▶ **Work required**: Reproduce the listing below in its entirety. Change nothing.

[start Data listing]

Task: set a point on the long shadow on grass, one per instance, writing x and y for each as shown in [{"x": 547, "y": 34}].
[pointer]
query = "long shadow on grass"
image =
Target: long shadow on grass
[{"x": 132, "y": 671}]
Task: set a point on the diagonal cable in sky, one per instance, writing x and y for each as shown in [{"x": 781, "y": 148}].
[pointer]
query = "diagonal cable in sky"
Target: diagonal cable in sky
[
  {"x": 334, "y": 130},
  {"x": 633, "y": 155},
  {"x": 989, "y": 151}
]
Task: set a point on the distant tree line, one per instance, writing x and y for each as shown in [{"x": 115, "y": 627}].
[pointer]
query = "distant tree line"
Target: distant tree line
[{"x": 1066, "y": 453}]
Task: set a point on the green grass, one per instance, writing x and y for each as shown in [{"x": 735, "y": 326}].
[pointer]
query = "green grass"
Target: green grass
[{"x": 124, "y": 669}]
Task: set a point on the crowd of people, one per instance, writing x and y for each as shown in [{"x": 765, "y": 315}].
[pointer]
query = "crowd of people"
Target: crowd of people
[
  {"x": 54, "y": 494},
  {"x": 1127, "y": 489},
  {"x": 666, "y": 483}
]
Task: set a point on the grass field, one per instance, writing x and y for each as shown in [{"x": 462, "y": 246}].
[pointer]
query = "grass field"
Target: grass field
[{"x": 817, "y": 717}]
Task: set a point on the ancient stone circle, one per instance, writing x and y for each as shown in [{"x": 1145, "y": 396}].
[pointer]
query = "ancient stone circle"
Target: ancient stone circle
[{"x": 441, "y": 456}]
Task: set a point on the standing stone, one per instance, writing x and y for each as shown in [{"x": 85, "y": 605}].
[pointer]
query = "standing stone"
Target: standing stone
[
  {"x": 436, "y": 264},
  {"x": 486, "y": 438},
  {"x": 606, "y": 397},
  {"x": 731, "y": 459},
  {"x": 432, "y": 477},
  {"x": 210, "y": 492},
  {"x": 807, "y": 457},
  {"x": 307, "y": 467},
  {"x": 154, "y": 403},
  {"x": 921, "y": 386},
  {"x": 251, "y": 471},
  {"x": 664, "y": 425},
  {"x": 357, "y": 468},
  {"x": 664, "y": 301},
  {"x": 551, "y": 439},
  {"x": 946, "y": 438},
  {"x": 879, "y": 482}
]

[end Data listing]

▶ **Result**:
Task: set a point on the long shadow on grass, one per instance, writing x and y for each as shown in [{"x": 547, "y": 34}].
[pointer]
query = "long shadow on grass"
image =
Target: long shadow on grass
[{"x": 132, "y": 671}]
Task: set a point on the diagonal cable in sky, one per instance, writing x and y for each as shown in [{"x": 781, "y": 148}].
[pointer]
query = "diagonal cable in sky"
Target: diagonal cable in sky
[
  {"x": 334, "y": 130},
  {"x": 633, "y": 155},
  {"x": 989, "y": 151}
]
Task: set a point on the distant tree line, one per instance, writing x and y for each as shown in [{"x": 115, "y": 627}].
[pointer]
query = "distant tree line"
Target: distant tree line
[{"x": 1066, "y": 453}]
Task: set a point on the green grass, one per instance, writing x and y for each as shown in [{"x": 735, "y": 326}].
[pointer]
query = "green grass"
Target: green grass
[{"x": 124, "y": 669}]
Task: set a point on the crowd of people, one per instance, writing x and y for each as shown in [{"x": 765, "y": 315}].
[pointer]
query = "crowd of people"
Target: crowd of people
[
  {"x": 54, "y": 494},
  {"x": 1127, "y": 489},
  {"x": 666, "y": 483}
]
Task: set a point on the grass field, one per instance, writing x and y for each as shown in [{"x": 462, "y": 246}].
[pointer]
query = "grass field"
Target: grass field
[{"x": 817, "y": 717}]
Task: set a point on the ancient stone circle, one per instance, writing x and y for each as shown in [{"x": 1145, "y": 396}].
[pointer]
query = "ancient stone circle"
Target: ancient stone circle
[{"x": 441, "y": 456}]
Task: set a point on the standing stone, one per instance, writing x and y for each as shown in [{"x": 85, "y": 605}].
[pointer]
query = "standing stone"
Target: standing stone
[
  {"x": 436, "y": 264},
  {"x": 486, "y": 438},
  {"x": 606, "y": 397},
  {"x": 731, "y": 459},
  {"x": 432, "y": 477},
  {"x": 210, "y": 492},
  {"x": 807, "y": 457},
  {"x": 307, "y": 467},
  {"x": 154, "y": 403},
  {"x": 921, "y": 386},
  {"x": 251, "y": 471},
  {"x": 664, "y": 425},
  {"x": 357, "y": 468},
  {"x": 664, "y": 301},
  {"x": 551, "y": 439},
  {"x": 946, "y": 438},
  {"x": 879, "y": 482}
]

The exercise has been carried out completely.